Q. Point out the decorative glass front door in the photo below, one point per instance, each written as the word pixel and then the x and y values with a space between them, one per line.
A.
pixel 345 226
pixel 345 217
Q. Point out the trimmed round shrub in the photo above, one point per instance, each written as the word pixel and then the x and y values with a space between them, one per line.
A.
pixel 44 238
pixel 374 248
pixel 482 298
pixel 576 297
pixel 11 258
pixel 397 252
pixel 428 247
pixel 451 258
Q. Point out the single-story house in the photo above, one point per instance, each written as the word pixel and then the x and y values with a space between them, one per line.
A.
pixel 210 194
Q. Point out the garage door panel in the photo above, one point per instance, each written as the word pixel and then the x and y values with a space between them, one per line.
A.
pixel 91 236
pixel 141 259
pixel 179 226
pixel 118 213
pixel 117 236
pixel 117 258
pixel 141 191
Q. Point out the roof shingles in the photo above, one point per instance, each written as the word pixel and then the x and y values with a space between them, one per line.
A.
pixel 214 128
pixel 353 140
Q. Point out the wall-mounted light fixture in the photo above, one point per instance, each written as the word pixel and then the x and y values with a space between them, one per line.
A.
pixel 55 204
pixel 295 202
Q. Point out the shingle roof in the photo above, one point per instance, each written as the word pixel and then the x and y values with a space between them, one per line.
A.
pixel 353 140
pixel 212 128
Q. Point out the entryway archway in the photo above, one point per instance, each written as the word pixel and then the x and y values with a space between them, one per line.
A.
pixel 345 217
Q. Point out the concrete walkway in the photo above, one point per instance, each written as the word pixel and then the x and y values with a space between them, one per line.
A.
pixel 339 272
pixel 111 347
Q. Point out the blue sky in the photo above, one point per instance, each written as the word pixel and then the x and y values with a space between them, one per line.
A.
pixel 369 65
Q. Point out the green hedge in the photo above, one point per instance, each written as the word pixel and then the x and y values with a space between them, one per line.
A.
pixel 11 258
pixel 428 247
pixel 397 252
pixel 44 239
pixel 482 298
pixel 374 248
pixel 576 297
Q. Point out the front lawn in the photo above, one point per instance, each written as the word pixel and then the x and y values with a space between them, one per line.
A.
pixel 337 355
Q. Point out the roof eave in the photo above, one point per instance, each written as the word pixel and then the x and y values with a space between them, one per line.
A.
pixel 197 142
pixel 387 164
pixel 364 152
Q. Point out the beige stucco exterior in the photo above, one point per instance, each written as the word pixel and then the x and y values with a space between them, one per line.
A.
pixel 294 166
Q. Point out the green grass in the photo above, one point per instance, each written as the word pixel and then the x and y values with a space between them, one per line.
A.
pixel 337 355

+++++

AIM OF THE TASK. Write out every line of the data above, word for word, with nothing changed.

TASK RESPONSE.
Q. Point out the decorative glass front door in the photo below, one point per instance, each written as the word pixel and then the x and y values with a space between them, one per line.
A.
pixel 345 226
pixel 345 217
Q. Point out the trimmed round shrub in the photo above, one point per instance, each written as the word pixel and then the x and y values with a space between them, one per line.
A.
pixel 44 238
pixel 374 248
pixel 482 298
pixel 576 297
pixel 11 258
pixel 397 252
pixel 428 247
pixel 451 258
Q. Point out the single-story house in the photo above, one point per instance, each written as the word pixel and then the x and y values with a space between them, one per line.
A.
pixel 210 194
Q. Point out the garage door panel in the photo above, one point per instance, each written as the word pixel and then the x and y values with a space between them, one per line.
A.
pixel 91 236
pixel 141 259
pixel 179 226
pixel 118 213
pixel 117 236
pixel 117 258
pixel 141 191
Q. Point out the roof shingles in the photo above, one point per instance, each written as the word pixel and then the x and y values with a space between them, one per line.
A.
pixel 214 128
pixel 353 140
Q. Point out the wall-mounted light fixture in the photo above, one point per instance, each written as the word pixel and then the x and y values with a space between them, one per line.
A.
pixel 55 204
pixel 295 202
Q. Point out the shingle roof in the photo above, one point per instance, each written as the word pixel and then the x and y values with a space between them, one per line.
A.
pixel 353 140
pixel 212 128
Q. Point out the entryway archway in the photo above, one point per instance, each written as the word pixel and then the x and y values with a space between them, one per line.
A.
pixel 345 217
Q. Point out the concrete walkway in the photo above, one point per instance, each written as the word pixel and then the x and y values with a space between them, one per line.
A.
pixel 339 272
pixel 111 347
Q. Point out the blue sky in the photo above, one point per instance, each written as the word pixel and then the x and y values with a space between them, one per line.
A.
pixel 369 65
Q. Point out the green hedge in the photo above, one point per instance, each written as the word pixel and then the x and y values with a space between them, one per line.
A.
pixel 11 258
pixel 428 247
pixel 397 252
pixel 44 239
pixel 482 298
pixel 374 248
pixel 576 297
Q. Point out the front lawn in the photo above, one point per instance, each written as the word pixel and then the x and y values with a space between them, one per line.
A.
pixel 337 355
Q. Point out the roof eave in the photo above, one point per instance, each written as the word pixel and then the x and y values with a space between them, one per line.
A.
pixel 197 142
pixel 387 164
pixel 364 152
Q. Point out the beige stucco exterior in the photo above, one point per instance, each written as the word pixel and then the x and y values with a space between them, one per line.
A.
pixel 294 166
Q. Point out the green grass in the photo above, one point per instance, each written as the word pixel and then the x and y values with a space between them, one per line.
A.
pixel 337 355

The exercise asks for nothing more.